* _Page_:
□ □ □ □ □ □ □
In China, the United States has never faced a strategic rival of such size and power, and one so determined to regain what it regards as its rightful place in the world. Neither has it ever been bound to such a rival so closely by ties of trade, finance and cooperation on a wide range of international issues, from anti-terrorism to anti-money-laundering. The two countries are locked in embrace. Or at least they are until one of them, most probably China, comes around to the view that it is more likely to secure its strategic objectives in opposition to rather than in partnership with the United States. Soon, surely, Washington’s benign neglect or apparent disinterest in certain issues crucial to China might no longer be regarded as good enough for Beijing. It is not hard to imagine what such issues and objectives might be. The forcible incorporation of Taiwan would be high on the list. So would humiliating Japan by depriving it of some of its islands and surrounding seas. Another prize worth fighting for, in the right conditions, would be that of ensuring, by whatever means necessary, acceptance on the part of rival claimants in south-east Asia of China’s claims to the vast maritime estate known (conveniently) as the South China Sea.

Each of these advances would upend the status quo in East Asia. At least two of them would trigger alliance obligations on the part of the United States reminiscent of those that propelled the powers to war in Europe in 1914. All of them, whether they led to war or not, would be disastrous for the global economy, disrupting trade and sapping public confidence in the region and beyond.
□ □ □ □ □ □ □
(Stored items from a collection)
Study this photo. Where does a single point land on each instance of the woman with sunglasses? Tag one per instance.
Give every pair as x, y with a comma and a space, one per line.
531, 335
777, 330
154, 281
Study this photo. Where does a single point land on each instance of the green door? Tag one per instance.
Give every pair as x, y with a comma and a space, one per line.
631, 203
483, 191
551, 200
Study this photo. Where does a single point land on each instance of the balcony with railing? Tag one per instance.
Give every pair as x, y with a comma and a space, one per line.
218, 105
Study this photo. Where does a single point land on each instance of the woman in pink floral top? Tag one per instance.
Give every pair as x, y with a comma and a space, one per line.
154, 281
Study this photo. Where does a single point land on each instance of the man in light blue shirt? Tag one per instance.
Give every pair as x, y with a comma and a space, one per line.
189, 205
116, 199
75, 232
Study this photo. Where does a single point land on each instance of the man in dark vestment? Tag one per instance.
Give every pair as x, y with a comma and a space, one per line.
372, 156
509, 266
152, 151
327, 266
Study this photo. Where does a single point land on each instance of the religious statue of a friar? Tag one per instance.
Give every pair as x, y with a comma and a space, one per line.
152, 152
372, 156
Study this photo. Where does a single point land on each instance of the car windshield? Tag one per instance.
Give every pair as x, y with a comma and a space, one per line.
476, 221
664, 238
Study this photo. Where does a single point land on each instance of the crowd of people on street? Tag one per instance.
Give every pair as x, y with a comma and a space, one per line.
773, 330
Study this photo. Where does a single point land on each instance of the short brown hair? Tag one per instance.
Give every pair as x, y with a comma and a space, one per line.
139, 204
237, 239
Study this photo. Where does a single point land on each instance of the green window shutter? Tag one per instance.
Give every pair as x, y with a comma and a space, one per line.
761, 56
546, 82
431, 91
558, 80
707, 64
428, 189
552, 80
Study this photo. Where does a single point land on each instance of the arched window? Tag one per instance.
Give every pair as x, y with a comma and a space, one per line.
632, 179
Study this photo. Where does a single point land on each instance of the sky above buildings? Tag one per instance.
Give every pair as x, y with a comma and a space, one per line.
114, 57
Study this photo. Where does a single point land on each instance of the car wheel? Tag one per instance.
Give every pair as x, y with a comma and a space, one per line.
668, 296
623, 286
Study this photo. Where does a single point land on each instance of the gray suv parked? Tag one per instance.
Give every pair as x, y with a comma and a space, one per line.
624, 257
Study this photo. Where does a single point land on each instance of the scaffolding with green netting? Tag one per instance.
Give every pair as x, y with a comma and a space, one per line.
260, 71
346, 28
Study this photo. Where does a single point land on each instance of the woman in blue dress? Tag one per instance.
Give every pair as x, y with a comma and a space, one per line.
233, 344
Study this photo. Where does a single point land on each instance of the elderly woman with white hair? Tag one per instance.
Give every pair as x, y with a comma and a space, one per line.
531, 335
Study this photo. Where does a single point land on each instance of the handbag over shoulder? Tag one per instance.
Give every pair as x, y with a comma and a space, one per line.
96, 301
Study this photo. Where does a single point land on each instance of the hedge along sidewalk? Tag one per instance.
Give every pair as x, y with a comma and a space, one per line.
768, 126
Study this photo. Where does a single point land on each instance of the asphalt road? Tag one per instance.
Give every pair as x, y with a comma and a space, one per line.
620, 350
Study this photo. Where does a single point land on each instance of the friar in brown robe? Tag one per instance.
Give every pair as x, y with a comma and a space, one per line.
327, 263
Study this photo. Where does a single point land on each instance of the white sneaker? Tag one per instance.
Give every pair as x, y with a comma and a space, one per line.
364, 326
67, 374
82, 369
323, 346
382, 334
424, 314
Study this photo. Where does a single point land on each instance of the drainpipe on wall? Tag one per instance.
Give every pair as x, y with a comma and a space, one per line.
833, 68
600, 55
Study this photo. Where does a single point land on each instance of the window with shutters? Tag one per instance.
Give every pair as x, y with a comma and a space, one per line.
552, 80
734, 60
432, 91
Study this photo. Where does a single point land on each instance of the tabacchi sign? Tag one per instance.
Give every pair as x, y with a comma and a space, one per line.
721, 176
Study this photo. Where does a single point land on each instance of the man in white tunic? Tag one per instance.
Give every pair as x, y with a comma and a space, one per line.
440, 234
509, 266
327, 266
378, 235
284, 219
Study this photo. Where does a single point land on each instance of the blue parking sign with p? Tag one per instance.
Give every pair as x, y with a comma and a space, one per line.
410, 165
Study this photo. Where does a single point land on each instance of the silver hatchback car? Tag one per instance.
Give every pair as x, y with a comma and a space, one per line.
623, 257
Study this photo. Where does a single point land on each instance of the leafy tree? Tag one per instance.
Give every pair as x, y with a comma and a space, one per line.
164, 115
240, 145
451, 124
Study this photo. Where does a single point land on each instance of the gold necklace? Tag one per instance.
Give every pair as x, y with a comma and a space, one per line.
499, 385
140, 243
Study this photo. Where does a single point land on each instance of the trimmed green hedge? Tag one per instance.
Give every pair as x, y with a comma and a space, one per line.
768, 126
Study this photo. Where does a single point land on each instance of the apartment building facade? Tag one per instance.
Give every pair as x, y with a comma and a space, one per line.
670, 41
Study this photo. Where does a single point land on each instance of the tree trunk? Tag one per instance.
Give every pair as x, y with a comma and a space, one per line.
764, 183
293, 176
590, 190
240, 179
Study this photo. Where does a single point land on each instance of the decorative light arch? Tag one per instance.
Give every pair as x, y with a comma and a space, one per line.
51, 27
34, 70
□ □ □ □ □ □ □
Resume the passage on the rivalry between the United States and China, starting right after its final sentence.

Would Donald Trump rise to such a challenge? Would the man who pledged to “put America first” take his country to war against China over Taiwan or a handful of uninhabited Japanese islands? Is he not more likely, on grounds of costs and the need to please his supporters at home, to lower the US military guard in Asia Pacific, and thereby encourage China to pursue the strategic breakout its seeks from the string of countries with US defence guarantees that surround its southern and eastern approaches? A glance at the US military dispositions in the Western Pacific depicted in the IISS’s latest edition of The Military Balance shows why China feels hemmed in along its maritime frontiers.
Of course, China does not know the answers to the questions posed above, which is exactly as intended. But it may be prepared to guess some of them, and that could be dangerous for all concerned. Beijing certainly will have given careful thought to the meaning of Trump’s electoral victory, both in terms of what might be achieved at the Xi-Trump summit but more importantly its implications for ties over the longer term. It would be comforting, but possibly mistaken, to think that members of the Trump administration had done the same.